◆ Aim of the exercise
Restate the records below word for word, and omit the images they hold.

┄┄┄┄┄┄┄┄┄┄┄┄┄┄┄┄┄┄┄┄

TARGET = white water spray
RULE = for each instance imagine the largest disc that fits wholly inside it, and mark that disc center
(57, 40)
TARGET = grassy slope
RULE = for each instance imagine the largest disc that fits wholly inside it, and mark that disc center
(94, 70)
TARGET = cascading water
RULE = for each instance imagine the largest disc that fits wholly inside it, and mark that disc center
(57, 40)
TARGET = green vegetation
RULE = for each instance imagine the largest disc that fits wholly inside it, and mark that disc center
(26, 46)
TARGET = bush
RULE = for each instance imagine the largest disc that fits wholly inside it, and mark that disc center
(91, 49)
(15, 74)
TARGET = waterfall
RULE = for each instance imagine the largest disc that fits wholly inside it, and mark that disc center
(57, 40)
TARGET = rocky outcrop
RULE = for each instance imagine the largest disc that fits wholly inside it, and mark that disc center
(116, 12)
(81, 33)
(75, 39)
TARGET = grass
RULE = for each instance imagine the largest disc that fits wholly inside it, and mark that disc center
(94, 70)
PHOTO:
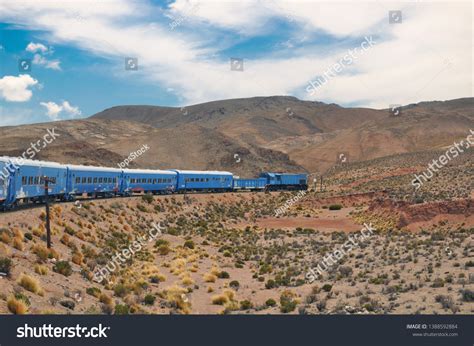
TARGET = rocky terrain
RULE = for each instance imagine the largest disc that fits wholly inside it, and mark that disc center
(247, 136)
(232, 254)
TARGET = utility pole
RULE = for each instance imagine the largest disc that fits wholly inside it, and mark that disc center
(46, 198)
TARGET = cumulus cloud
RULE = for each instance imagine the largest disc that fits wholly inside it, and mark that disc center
(54, 110)
(16, 88)
(40, 50)
(35, 47)
(51, 64)
(408, 64)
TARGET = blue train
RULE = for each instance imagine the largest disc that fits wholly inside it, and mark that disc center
(23, 181)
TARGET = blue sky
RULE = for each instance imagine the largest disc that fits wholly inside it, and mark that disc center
(78, 51)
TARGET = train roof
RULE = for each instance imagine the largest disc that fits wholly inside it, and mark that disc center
(94, 168)
(149, 171)
(201, 172)
(27, 162)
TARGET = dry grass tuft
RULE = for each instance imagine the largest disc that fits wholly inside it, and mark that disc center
(17, 306)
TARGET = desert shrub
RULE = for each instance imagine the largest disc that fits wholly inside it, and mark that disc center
(69, 304)
(327, 287)
(63, 268)
(18, 243)
(120, 290)
(41, 252)
(30, 284)
(149, 299)
(41, 270)
(189, 244)
(157, 278)
(148, 198)
(438, 282)
(287, 302)
(24, 298)
(17, 306)
(93, 291)
(69, 230)
(246, 305)
(467, 295)
(160, 242)
(270, 284)
(446, 302)
(6, 266)
(345, 271)
(122, 309)
(209, 277)
(142, 208)
(220, 299)
(176, 297)
(270, 302)
(223, 275)
(77, 258)
(469, 264)
(5, 236)
(163, 250)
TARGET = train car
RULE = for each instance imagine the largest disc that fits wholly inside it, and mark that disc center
(249, 184)
(216, 181)
(93, 181)
(25, 181)
(144, 180)
(285, 181)
(6, 189)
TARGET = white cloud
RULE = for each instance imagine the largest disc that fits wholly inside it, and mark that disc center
(51, 64)
(54, 110)
(16, 88)
(407, 64)
(39, 58)
(34, 47)
(70, 109)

┄┄┄┄┄┄┄┄┄┄┄┄┄┄┄┄┄┄┄┄

◆ Task solution
TARGET = white water spray
RULE = for each instance imagine the largest disc that fits wholly inside it, and mark that disc center
(57, 40)
TARGET = grassy slope
RULE = for each instance imagine the largest disc that fits wholly inside it, and mark that disc center
(94, 70)
TARGET = cascading water
RULE = for each instance imagine the largest disc that fits wholly inside it, and mark that disc center
(57, 40)
TARGET = green vegetation
RULE = for each instance imagine the largest disc that fits wholly inside it, and mark that disc center
(26, 46)
TARGET = bush
RULE = for each instance imagine the largest disc that fits wholly inside it, and mark that disc center
(91, 49)
(15, 74)
TARGET = waterfall
RULE = for each instance imagine the largest disc that fits wholly inside it, and mark that disc center
(57, 40)
TARGET = rocky outcrop
RULE = for each instance imagine the largest disc that fits wholly inside it, and mark that disc center
(116, 12)
(81, 33)
(75, 39)
TARGET = grass
RULE = for each instance imagine the largest disc that fits wholly inside it, and mark that disc center
(94, 70)
PHOTO:
TARGET = rocky terrain
RULE = for each instance imagine the largest disc that fits wholly inside it, and mark that disc center
(247, 136)
(232, 254)
TARGET = utility pole
RULE = for each instance imagine the largest disc that fits wholly inside it, and mark that disc center
(46, 198)
TARGET = cumulus cloud
RULE = for each instance imagine the largest disc that fits wholly inside it, and mark that disc center
(54, 110)
(16, 88)
(40, 50)
(35, 47)
(51, 64)
(408, 64)
TARGET = blue train
RULE = for each instance imagine the largest disc that fits wholly inside it, and mark that disc center
(23, 181)
TARGET = blue sky
RULE = for each instance imagine the largest disc that fits wholly inside it, and mark that disc center
(78, 51)
TARGET = train roof
RULE = for each instance imagine the largest disc that fits wholly inside it, and mark that disc center
(94, 168)
(149, 171)
(201, 172)
(27, 162)
TARGET = dry grass tuft
RULE = for each instance imagine the largest disc that fits wholly inside it, and mark that disc center
(17, 306)
TARGET = desert shrub
RULE = for each instance imagine the largest disc that fits wholly inside it, and mark that disc center
(69, 304)
(327, 287)
(63, 268)
(18, 243)
(120, 290)
(41, 252)
(30, 284)
(149, 299)
(41, 270)
(189, 244)
(157, 278)
(148, 198)
(438, 282)
(287, 302)
(24, 298)
(17, 306)
(93, 291)
(69, 230)
(246, 305)
(467, 295)
(160, 242)
(270, 284)
(446, 302)
(6, 266)
(345, 271)
(122, 309)
(209, 277)
(142, 208)
(220, 299)
(176, 297)
(270, 302)
(223, 275)
(77, 258)
(469, 264)
(5, 236)
(163, 250)
TARGET = train car
RULE = for each instance imagine the largest disc that fits wholly inside it, and mark that disc center
(249, 184)
(216, 181)
(93, 181)
(25, 181)
(144, 180)
(285, 181)
(6, 189)
TARGET = white cloud
RULE = for each instance imagine the largest disc that fits wholly inside it, and mark that disc center
(51, 64)
(54, 110)
(16, 88)
(407, 64)
(39, 58)
(34, 47)
(70, 109)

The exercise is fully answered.